Supplied text
▼
Antedating of "yeah" and EEBO

Joel S. Berson Berson at ATT.NET
Sat Jun 10 21:56:30 UTC 2006


Whoops!  My comments below apply to ECCO,
Eighteenth Century Collections Online, not
EEBO.  EEBO has been less productive for me, as I
haven't found 18th c. works I was interested
in.  Which may be wholly due to Charles Doyle
being right--that it does not go past 1700!!

Joel

At 6/9/2006 06:46 PM, you wrote:
>I have been very impressed with EEBO, looking at
>18th century texts.  (Goes beyond 1700, not just
>up to as Charles Doyle wrote.) The interface to
>its browse and search facilities is pleasing, and
>also effective, including useful multiple
>criteria for "advanced" searches.   The search
>facility (returning a page that is in the hit
>list) is fast--much faster than Early American
>Imprints or Early American Newspapers.
>
>I was able to identify the work (X) from which
>Bampfylde-Moore Carew "borrowed" several
>multi-page passages, as well as another work that
>borrowed from X and the passages in Defoe that X borrowed.
>
>I've noticed a few false hits of the type Charles
>reported.  However, can I really believe that
>EEBO books were keyboarded, rather than
>scanned?  Perhaps postprocessing of a scanned
>text turned "yea" into "yeah" because its
>software (or a human examining the results of the
>scan) thought "yeah" was the more probable
>word.  (Maybe the software needs to use date of
>publication to adjust the probabilities!)
▲
Data supplied
▼
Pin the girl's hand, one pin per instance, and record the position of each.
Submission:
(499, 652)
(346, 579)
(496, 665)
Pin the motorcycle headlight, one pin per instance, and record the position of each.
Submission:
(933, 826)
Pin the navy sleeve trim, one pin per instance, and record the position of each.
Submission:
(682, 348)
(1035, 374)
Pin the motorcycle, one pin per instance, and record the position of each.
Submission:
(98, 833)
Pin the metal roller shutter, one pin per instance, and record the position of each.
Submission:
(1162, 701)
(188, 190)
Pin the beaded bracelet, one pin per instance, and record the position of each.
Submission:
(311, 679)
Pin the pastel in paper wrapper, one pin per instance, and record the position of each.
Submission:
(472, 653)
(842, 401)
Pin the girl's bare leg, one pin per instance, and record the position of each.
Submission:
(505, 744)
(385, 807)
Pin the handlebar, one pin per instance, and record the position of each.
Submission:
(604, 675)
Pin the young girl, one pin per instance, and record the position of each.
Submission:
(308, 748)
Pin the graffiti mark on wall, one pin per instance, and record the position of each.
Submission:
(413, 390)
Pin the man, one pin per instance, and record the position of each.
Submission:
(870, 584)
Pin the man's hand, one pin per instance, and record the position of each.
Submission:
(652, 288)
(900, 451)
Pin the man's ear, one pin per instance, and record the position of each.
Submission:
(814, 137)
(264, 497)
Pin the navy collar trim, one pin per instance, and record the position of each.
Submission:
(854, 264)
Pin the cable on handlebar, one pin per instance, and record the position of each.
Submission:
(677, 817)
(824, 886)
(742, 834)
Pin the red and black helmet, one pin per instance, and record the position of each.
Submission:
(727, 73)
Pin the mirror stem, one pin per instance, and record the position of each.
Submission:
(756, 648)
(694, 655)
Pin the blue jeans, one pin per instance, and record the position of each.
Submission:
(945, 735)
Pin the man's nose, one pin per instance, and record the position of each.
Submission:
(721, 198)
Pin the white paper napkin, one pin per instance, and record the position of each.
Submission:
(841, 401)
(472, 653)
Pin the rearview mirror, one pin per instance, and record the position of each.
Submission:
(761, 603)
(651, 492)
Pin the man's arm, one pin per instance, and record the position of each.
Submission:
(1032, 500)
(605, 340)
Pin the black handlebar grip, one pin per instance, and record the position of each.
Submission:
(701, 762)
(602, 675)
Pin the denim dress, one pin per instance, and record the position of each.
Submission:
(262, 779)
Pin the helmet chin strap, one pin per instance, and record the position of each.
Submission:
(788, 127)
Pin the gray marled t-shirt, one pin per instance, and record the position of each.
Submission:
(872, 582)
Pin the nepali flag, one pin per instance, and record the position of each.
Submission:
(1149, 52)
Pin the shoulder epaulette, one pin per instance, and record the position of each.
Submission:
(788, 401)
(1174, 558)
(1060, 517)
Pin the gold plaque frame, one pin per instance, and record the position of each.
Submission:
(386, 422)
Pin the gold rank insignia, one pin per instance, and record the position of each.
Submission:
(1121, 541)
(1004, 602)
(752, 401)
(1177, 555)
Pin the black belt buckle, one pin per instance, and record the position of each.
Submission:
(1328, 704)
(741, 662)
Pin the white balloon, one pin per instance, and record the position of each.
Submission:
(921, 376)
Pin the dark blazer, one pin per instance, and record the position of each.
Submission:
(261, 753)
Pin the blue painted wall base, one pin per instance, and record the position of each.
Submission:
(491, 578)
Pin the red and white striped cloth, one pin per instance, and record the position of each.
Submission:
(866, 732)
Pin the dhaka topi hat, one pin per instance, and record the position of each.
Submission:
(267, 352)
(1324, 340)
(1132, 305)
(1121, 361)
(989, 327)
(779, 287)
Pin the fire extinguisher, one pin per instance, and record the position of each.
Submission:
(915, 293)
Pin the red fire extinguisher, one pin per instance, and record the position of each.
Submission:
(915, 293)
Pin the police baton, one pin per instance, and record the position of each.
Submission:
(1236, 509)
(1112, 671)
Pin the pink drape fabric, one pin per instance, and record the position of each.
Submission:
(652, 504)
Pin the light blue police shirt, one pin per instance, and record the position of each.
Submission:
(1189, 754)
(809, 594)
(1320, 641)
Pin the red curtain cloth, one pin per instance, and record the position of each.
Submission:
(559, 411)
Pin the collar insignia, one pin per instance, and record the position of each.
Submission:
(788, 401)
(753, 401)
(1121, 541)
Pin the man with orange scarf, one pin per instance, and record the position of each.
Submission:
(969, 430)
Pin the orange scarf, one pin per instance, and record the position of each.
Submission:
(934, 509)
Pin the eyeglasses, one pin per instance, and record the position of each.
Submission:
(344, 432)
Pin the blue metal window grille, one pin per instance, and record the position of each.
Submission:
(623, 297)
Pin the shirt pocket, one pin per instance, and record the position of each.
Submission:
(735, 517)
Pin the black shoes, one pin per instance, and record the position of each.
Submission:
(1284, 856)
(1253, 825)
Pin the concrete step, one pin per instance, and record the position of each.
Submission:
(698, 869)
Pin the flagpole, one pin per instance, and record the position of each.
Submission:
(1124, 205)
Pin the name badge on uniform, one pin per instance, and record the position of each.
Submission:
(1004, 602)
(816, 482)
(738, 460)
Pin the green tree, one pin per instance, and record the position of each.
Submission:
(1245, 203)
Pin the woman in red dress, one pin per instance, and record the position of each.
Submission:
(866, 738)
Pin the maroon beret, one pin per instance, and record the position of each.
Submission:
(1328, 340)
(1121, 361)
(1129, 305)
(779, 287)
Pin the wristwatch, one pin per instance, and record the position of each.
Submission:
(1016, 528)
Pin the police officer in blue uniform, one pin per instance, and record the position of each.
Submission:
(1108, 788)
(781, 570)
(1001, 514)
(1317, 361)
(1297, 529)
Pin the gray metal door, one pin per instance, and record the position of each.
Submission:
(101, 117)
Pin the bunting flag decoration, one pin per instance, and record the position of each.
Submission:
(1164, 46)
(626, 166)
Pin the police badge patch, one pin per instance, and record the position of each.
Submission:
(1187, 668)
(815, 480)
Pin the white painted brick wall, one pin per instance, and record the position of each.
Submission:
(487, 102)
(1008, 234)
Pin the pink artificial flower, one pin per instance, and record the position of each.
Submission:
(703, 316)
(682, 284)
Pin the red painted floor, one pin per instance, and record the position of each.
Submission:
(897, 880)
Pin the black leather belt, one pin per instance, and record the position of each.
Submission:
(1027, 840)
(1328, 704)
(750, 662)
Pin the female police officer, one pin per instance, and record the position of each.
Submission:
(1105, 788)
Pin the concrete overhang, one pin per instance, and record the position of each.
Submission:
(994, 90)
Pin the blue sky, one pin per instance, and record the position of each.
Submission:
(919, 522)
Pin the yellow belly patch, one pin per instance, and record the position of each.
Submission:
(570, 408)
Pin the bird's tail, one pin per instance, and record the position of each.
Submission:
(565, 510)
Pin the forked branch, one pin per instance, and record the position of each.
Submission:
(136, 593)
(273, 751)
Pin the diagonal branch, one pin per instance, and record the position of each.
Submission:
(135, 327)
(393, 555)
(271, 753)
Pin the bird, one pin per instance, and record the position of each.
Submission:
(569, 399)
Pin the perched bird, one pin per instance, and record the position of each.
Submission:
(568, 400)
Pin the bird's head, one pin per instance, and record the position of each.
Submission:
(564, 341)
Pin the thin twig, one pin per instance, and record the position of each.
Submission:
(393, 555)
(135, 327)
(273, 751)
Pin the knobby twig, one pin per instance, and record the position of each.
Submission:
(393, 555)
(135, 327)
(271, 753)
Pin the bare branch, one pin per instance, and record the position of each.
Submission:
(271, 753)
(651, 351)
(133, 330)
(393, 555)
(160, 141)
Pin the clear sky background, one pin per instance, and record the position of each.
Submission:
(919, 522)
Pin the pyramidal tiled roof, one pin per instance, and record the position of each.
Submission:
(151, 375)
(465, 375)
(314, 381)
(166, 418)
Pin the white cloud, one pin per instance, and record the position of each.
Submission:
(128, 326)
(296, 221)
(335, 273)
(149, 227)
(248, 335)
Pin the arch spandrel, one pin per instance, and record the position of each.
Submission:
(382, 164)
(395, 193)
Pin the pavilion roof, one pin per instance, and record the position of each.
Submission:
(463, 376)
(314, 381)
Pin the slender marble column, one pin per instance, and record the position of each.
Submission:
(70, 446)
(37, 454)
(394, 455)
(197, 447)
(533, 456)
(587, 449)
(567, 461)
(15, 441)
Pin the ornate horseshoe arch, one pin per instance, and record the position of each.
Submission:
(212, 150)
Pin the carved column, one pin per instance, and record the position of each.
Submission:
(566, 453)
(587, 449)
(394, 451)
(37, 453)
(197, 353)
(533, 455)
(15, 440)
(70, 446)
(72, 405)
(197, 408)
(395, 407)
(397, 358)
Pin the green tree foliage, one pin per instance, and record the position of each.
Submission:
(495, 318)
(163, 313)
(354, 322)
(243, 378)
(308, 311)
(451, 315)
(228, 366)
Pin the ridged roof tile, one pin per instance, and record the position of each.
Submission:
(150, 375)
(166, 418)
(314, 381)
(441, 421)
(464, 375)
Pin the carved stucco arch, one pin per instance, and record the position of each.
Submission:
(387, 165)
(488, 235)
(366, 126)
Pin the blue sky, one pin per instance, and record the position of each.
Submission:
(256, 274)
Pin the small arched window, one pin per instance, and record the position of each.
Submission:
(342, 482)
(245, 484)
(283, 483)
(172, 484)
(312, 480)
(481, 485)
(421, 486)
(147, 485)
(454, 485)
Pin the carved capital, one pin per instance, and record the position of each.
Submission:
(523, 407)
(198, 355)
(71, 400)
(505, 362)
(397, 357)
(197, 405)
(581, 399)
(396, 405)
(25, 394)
▲
Required work
[A] Name every database or online collection mentioned in the mailing-list post about EEBO.
[B] In the mailing-list post about EEBO, which collection does the writer say the earlier comments actually applied to?
[C] Continue the mailing-list post about EEBO from its last line.

Answer set
[A]
- EEBO
- ECCO (Eighteenth Century Collections Online)
- Early American Imprints
- Early American Newspapers

[B] ECCO, Eighteenth Century Collections Online.

[C]
>
>Joel
>
>At 6/9/2006 03:11 PM, you wrote:
>>A caution (or, for most, a reminder)--
>>
>>I don’t know how many of y'all use EEBO ("Early English
>>Books Online"), which has been available only a few
>>months.   It's really wonderful--a complete searchable
>>typescript of all books printed in England or in English
>>from Caxton to 1700, together with photographs of all the
>>actual pages.  It's produced by Chadwyk-Healey.
>>
>>Anyhow, I was all excited yesterday:  I entered "yeah" as
>>the search-term, and I got a HIT in a text from 1602!
>>Pretty clearly, though, the form did not correspond with the
>>present-day colloquial affirmative.  Rather it stood
>>for "yea" (paralleling the word "yea" in the preceding
>>sentence, in a rather formal, elevated register of prose).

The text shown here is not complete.